──────── RECORDS FOR PROCESSING

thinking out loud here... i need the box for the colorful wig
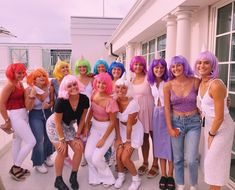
[93,72,113,95]
[53,60,71,80]
[168,55,194,80]
[194,51,219,79]
[147,59,168,85]
[58,74,80,99]
[26,68,49,88]
[74,58,91,75]
[130,56,147,74]
[108,61,126,80]
[93,59,109,75]
[5,63,27,81]
[115,75,133,97]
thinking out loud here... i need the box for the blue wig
[93,59,109,75]
[108,61,126,80]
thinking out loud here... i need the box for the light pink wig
[93,72,113,95]
[58,74,80,99]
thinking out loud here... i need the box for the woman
[93,59,109,75]
[0,63,36,181]
[108,60,126,91]
[195,51,234,190]
[114,77,143,190]
[84,73,118,187]
[130,56,158,178]
[74,57,93,99]
[164,56,201,190]
[46,75,89,190]
[147,59,175,189]
[25,68,54,173]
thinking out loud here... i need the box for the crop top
[170,85,197,112]
[6,83,25,110]
[91,98,119,121]
[54,94,89,125]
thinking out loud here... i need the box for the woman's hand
[115,138,123,149]
[208,135,214,149]
[96,138,105,148]
[57,141,67,153]
[42,102,50,109]
[73,138,84,152]
[168,128,180,137]
[124,141,133,154]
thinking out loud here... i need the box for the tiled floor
[0,145,231,190]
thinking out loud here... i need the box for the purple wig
[147,59,168,85]
[93,72,113,95]
[194,51,219,79]
[130,56,147,74]
[168,55,194,80]
[108,61,126,80]
[58,75,80,99]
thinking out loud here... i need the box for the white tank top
[197,79,229,117]
[150,81,165,107]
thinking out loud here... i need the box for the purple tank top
[170,85,197,112]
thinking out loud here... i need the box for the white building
[106,0,235,188]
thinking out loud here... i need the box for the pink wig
[58,74,80,99]
[5,63,27,81]
[129,56,147,74]
[93,72,113,95]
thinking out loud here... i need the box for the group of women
[0,50,234,190]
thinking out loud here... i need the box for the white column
[163,15,177,64]
[175,10,192,60]
[125,43,136,80]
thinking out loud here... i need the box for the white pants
[85,119,115,185]
[9,108,36,166]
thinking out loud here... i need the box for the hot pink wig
[129,56,147,74]
[93,72,113,95]
[58,74,80,99]
[5,63,27,81]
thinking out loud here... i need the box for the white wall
[71,17,122,71]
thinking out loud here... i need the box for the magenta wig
[5,63,27,81]
[194,51,219,79]
[168,55,194,80]
[93,72,113,95]
[58,74,80,99]
[129,56,147,74]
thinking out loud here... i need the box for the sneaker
[44,157,54,167]
[103,183,113,188]
[64,157,73,168]
[190,186,197,190]
[35,164,48,174]
[128,176,141,190]
[81,156,87,167]
[114,173,125,189]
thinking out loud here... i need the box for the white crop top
[150,81,165,107]
[117,99,140,122]
[197,79,229,117]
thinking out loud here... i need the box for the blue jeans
[29,109,54,166]
[171,113,201,186]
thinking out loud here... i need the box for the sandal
[21,168,30,176]
[9,165,26,181]
[167,177,176,190]
[159,176,167,190]
[138,163,148,175]
[147,165,159,178]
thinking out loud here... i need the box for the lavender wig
[58,74,80,99]
[93,72,113,95]
[168,55,194,80]
[194,51,219,79]
[93,59,109,75]
[108,61,126,80]
[130,56,147,74]
[147,59,168,85]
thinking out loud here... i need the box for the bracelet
[208,131,216,137]
[29,96,36,99]
[58,136,65,141]
[5,118,10,123]
[126,139,131,143]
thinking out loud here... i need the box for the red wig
[5,63,27,81]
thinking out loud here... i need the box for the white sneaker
[35,164,48,174]
[190,186,197,190]
[177,185,185,190]
[128,176,141,190]
[44,157,54,167]
[81,156,87,167]
[114,173,125,189]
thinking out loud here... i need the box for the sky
[0,0,136,43]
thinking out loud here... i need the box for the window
[214,1,235,184]
[157,34,166,59]
[9,48,28,68]
[141,39,155,65]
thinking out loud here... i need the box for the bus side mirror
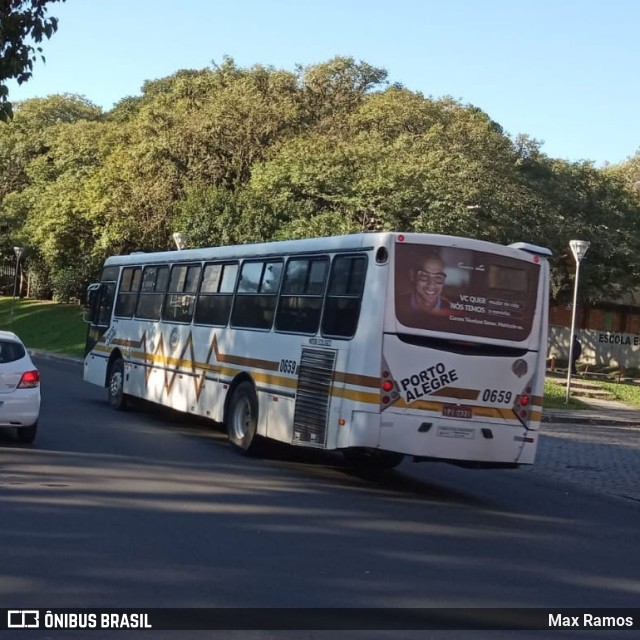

────────────────

Pictures must be left out when the records are transcribed exactly.

thinking out loud here... i need the box for the colorful wig
[93,72,113,95]
[53,60,71,80]
[168,55,194,80]
[194,51,219,79]
[147,59,168,85]
[58,74,80,99]
[26,68,49,88]
[74,58,91,75]
[130,56,147,74]
[108,61,126,80]
[93,59,109,75]
[5,63,27,81]
[115,75,133,97]
thinking out loud here... i need the box for the blue wig
[93,59,109,75]
[108,61,126,80]
thinking out loud here... i need the box for the light pink wig
[93,72,113,95]
[58,74,80,99]
thinking out loud here... i need the box for the woman
[93,59,109,75]
[0,63,36,181]
[108,60,126,91]
[195,51,234,190]
[114,77,143,190]
[84,73,118,187]
[130,56,158,178]
[74,57,93,99]
[164,56,201,190]
[46,75,89,190]
[147,59,175,189]
[25,68,54,173]
thinking out loud here... i need the box for the crop top
[170,85,197,112]
[6,83,25,110]
[91,98,119,121]
[54,94,89,125]
thinking out loud here... i need the box for the woman's hand
[115,138,123,149]
[208,135,214,149]
[96,138,105,148]
[57,141,67,153]
[42,102,50,109]
[73,138,84,152]
[168,128,180,137]
[124,141,133,154]
thinking out loud here... i need the box for the tiled floor
[0,145,231,190]
thinking out loud here... i need the box for the purple wig
[147,59,168,85]
[93,72,113,95]
[194,51,219,79]
[130,56,147,74]
[168,55,194,80]
[108,61,126,80]
[58,75,80,99]
thinking out loud here... i need the box for the white tank top
[197,79,229,117]
[150,81,165,107]
thinking out loud here... i need the box for the purple tank top
[170,85,197,112]
thinking out loud here... i need the box for the white building
[106,0,235,188]
thinking out loud here... i need the box for the pink wig
[58,74,80,99]
[5,63,27,81]
[129,56,147,74]
[93,72,113,95]
thinking out loud here... i need the box for the group of women
[0,50,234,190]
thinking out loud here... i need the box for the white column
[163,15,177,64]
[175,10,192,60]
[125,43,136,80]
thinking out loud here... i need the box for the white pants
[85,119,115,185]
[9,108,36,166]
thinking out loud here... i need the box for the hot pink wig
[129,56,147,74]
[93,72,113,95]
[58,74,80,99]
[5,63,27,81]
thinking out loud here... i need the box for the white wall
[71,17,122,71]
thinking out loud here... i need the box for the magenta wig
[5,63,27,81]
[194,51,219,79]
[168,55,194,80]
[93,72,113,95]
[58,74,80,99]
[129,56,147,74]
thinking out loud here... i need the box for the sneaker
[44,157,54,167]
[103,183,113,188]
[64,157,73,168]
[190,186,197,190]
[35,164,48,174]
[128,176,141,190]
[81,156,87,167]
[114,173,125,189]
thinking out loud here... i need the box for the white crop top
[150,81,165,107]
[117,99,140,122]
[197,79,229,117]
thinking out loud here... i need the box for the blue jeans
[29,109,54,166]
[171,113,201,186]
thinking out loud here... i need the box for the sandal
[21,168,30,176]
[9,165,26,181]
[167,177,176,190]
[159,176,167,190]
[138,163,148,175]
[147,165,159,178]
thinking out loud here... i need the box for the lavender wig
[58,74,80,99]
[93,72,113,95]
[168,55,194,80]
[194,51,219,79]
[93,59,109,75]
[108,61,126,80]
[130,56,147,74]
[147,59,168,85]
thinking out loud here... i need the box for the bracelet
[208,131,216,137]
[29,96,36,99]
[58,136,65,141]
[5,118,10,123]
[126,139,131,143]
thinking out loud here... i need the box for the red wig
[5,63,27,81]
thinking out loud here... i need the box for the white sneaker
[35,164,48,174]
[190,186,197,190]
[177,185,185,190]
[128,176,141,190]
[44,157,54,167]
[81,156,87,167]
[114,173,125,189]
thinking out loud here... i need the box for the sky
[0,0,136,43]
thinking out loud here... i need the box for the window
[214,1,235,184]
[157,34,166,59]
[9,48,28,68]
[141,39,155,65]
thinking out loud here... i need the box for the bus side mirror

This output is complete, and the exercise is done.